------ Data

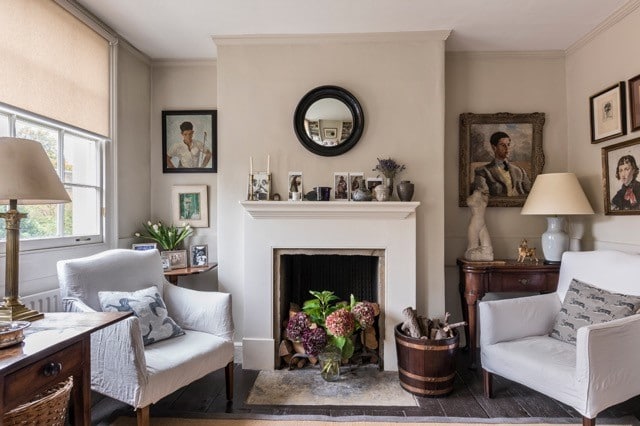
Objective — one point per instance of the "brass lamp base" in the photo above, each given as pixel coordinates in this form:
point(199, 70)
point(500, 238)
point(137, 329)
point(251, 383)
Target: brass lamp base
point(19, 312)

------------

### Exercise instructions:
Pictures in the data above should not be copied; transcribe everything else exactly.

### Solution:
Objective — one point per instance of the "brass lamp base" in the photo above, each given as pixel coordinates in this form:
point(199, 70)
point(500, 238)
point(137, 329)
point(251, 383)
Target: brass lamp base
point(19, 312)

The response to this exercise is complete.